→ **SOURCE DATA**
--- START ---

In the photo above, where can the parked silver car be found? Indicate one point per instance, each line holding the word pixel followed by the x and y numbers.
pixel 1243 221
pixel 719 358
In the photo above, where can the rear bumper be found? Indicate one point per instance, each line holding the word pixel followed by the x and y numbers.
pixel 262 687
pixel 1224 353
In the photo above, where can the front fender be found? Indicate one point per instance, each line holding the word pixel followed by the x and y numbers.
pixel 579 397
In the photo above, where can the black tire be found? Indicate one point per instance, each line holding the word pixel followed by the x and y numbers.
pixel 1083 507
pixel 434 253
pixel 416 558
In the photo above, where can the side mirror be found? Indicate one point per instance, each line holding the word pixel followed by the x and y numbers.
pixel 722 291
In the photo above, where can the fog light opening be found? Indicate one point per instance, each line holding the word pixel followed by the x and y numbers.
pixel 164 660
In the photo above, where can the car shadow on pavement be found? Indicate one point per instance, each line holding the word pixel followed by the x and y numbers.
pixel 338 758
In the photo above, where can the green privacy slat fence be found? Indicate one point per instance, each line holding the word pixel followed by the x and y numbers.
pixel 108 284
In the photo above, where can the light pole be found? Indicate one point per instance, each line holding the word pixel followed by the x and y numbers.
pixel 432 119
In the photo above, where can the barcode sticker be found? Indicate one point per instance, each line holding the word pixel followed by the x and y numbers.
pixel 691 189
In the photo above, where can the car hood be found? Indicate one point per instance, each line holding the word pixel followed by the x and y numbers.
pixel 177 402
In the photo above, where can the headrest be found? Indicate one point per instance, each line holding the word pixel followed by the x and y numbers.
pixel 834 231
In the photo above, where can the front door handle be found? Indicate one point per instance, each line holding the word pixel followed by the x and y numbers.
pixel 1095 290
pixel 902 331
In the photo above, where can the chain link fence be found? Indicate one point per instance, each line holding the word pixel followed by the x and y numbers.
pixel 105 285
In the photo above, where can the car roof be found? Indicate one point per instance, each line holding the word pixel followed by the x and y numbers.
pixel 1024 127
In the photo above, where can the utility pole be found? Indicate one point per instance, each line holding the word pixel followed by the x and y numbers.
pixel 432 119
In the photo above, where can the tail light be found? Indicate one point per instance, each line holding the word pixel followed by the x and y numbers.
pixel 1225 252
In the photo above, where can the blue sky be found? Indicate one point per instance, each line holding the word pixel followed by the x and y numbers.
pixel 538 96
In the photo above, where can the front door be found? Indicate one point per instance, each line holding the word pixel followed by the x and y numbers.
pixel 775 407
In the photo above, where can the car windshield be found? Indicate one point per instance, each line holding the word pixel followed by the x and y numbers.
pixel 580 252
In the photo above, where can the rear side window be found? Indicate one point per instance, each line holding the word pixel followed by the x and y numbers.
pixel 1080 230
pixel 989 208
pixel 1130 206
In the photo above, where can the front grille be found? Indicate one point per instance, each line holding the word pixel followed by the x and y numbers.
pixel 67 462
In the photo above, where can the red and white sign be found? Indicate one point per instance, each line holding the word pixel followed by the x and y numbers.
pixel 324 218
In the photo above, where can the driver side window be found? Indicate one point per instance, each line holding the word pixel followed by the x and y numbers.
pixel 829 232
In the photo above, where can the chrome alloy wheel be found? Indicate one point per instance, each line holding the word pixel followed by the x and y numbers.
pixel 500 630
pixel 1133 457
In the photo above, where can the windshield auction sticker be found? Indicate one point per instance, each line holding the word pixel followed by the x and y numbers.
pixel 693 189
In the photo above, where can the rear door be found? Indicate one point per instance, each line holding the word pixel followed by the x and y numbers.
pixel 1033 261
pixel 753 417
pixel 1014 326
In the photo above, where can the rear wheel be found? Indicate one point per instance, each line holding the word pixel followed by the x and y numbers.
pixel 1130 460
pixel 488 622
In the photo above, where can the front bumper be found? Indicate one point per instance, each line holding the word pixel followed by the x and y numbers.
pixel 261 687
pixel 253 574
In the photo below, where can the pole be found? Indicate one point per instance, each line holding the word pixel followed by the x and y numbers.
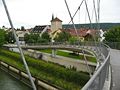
pixel 18 44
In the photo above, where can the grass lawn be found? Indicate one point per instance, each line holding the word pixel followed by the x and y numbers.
pixel 67 54
pixel 63 77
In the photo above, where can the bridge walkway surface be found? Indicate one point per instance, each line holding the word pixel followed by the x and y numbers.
pixel 115 62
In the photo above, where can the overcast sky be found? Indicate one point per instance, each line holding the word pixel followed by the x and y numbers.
pixel 29 13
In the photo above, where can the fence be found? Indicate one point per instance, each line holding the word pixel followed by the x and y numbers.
pixel 114 45
pixel 98 79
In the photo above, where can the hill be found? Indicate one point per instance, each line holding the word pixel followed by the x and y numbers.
pixel 103 26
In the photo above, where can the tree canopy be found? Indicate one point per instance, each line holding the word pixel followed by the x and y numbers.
pixel 2 37
pixel 113 35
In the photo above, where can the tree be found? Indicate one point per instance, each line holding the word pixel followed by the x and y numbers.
pixel 9 37
pixel 2 37
pixel 46 36
pixel 113 35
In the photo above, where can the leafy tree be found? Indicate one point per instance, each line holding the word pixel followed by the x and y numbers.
pixel 46 36
pixel 9 37
pixel 22 28
pixel 113 35
pixel 2 37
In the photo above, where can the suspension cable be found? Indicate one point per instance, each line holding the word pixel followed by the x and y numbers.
pixel 76 11
pixel 78 37
pixel 18 44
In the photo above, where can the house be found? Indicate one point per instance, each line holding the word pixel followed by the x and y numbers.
pixel 38 29
pixel 21 34
pixel 84 34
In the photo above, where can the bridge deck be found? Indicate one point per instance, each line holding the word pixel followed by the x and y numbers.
pixel 115 62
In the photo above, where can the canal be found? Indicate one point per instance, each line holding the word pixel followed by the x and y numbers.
pixel 8 82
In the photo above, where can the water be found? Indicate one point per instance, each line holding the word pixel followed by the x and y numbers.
pixel 8 82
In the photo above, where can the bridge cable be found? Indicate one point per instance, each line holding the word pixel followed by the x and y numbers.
pixel 18 44
pixel 78 37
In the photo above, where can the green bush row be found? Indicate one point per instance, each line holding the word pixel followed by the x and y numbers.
pixel 51 72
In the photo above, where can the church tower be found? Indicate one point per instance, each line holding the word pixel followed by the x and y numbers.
pixel 56 23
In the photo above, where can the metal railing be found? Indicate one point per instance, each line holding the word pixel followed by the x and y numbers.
pixel 98 79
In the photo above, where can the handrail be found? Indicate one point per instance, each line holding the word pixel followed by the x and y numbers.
pixel 98 72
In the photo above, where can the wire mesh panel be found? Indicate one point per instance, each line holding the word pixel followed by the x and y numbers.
pixel 98 79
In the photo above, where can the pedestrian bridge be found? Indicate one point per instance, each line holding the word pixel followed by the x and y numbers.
pixel 101 78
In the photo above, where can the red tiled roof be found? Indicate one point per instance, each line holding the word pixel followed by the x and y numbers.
pixel 56 19
pixel 81 32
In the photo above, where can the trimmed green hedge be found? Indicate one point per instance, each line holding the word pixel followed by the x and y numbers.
pixel 67 54
pixel 52 73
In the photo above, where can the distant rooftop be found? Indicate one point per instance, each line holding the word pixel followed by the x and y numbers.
pixel 56 19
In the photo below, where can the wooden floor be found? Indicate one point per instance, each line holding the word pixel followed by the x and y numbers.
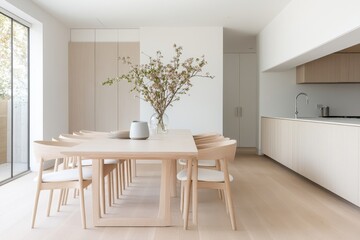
pixel 271 202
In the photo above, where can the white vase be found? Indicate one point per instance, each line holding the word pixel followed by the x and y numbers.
pixel 139 130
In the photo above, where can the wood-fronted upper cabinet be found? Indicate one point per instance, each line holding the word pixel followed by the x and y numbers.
pixel 334 68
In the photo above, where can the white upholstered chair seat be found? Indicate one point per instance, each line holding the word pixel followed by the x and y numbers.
pixel 201 163
pixel 207 175
pixel 67 175
pixel 88 162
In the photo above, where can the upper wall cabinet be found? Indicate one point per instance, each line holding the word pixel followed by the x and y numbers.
pixel 334 68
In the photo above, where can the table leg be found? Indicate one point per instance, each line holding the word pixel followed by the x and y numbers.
pixel 164 205
pixel 194 191
pixel 187 194
pixel 96 191
pixel 173 178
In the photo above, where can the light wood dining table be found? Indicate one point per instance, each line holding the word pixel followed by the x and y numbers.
pixel 167 147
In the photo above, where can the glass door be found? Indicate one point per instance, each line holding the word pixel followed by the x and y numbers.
pixel 14 98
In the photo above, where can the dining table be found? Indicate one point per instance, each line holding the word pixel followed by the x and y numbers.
pixel 169 147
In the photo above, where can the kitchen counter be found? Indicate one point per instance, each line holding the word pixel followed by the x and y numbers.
pixel 324 150
pixel 337 121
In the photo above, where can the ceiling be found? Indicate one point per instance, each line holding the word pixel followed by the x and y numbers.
pixel 242 19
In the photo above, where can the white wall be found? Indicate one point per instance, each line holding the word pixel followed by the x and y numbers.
pixel 48 72
pixel 308 29
pixel 202 110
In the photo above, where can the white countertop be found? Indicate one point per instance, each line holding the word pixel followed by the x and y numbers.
pixel 337 121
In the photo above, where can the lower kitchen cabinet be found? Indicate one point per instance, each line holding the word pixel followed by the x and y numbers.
pixel 327 154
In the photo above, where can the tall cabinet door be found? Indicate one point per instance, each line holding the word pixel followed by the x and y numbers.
pixel 105 96
pixel 248 100
pixel 231 97
pixel 129 102
pixel 240 98
pixel 81 86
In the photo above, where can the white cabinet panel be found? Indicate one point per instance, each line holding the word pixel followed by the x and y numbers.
pixel 342 165
pixel 312 150
pixel 327 154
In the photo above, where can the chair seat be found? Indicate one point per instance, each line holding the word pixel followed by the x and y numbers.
pixel 208 175
pixel 201 163
pixel 67 175
pixel 88 162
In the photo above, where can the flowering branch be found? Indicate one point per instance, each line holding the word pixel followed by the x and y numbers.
pixel 162 84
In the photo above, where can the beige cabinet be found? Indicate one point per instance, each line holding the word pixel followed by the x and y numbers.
pixel 239 116
pixel 91 105
pixel 81 86
pixel 334 68
pixel 327 154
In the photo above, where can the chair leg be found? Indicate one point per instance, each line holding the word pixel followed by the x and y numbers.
pixel 228 197
pixel 82 203
pixel 181 196
pixel 123 175
pixel 109 187
pixel 134 168
pixel 35 206
pixel 61 196
pixel 49 203
pixel 119 176
pixel 130 170
pixel 116 182
pixel 102 189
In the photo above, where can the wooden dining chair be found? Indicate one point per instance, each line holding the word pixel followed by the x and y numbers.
pixel 206 140
pixel 126 164
pixel 110 166
pixel 79 177
pixel 224 151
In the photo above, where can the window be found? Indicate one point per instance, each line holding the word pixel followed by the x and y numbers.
pixel 14 98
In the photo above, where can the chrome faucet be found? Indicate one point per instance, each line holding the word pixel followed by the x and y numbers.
pixel 307 102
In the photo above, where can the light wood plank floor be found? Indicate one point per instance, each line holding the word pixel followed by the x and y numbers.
pixel 271 202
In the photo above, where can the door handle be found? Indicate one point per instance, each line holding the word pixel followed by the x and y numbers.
pixel 238 111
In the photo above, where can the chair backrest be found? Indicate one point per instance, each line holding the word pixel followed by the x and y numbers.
pixel 48 150
pixel 73 138
pixel 209 139
pixel 205 135
pixel 213 143
pixel 90 132
pixel 225 150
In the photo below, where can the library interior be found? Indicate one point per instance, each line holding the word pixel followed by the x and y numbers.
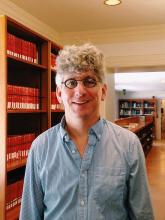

--- END ---

→ **REQUIRED WORK**
Return nothing except the lines from the one containing "In the photo above, where can the light wood plank" through the final line of the data, copied exactly. Leave out all pictures.

→ **ANSWER TO THIS PROBLEM**
In the photo above, where can the light wood plank floor be found? Indicate one point per instance, each line holding the word pixel followed by the x and y numbers.
pixel 271 202
In the photo above, where can the door handle be found? Indicate one point per instance, each line holding the word pixel followed by the x and y numbers.
pixel 238 111
In the photo above, where can the chair backrest be found? Indicate one point per instance, each line holding the word pixel followed by the x and y numbers.
pixel 48 150
pixel 73 138
pixel 209 139
pixel 205 135
pixel 213 143
pixel 90 132
pixel 225 150
In the photo below, where can the library interior be found? Indicate one point per instance, each line holding the word pixel followed by the x and y numbers.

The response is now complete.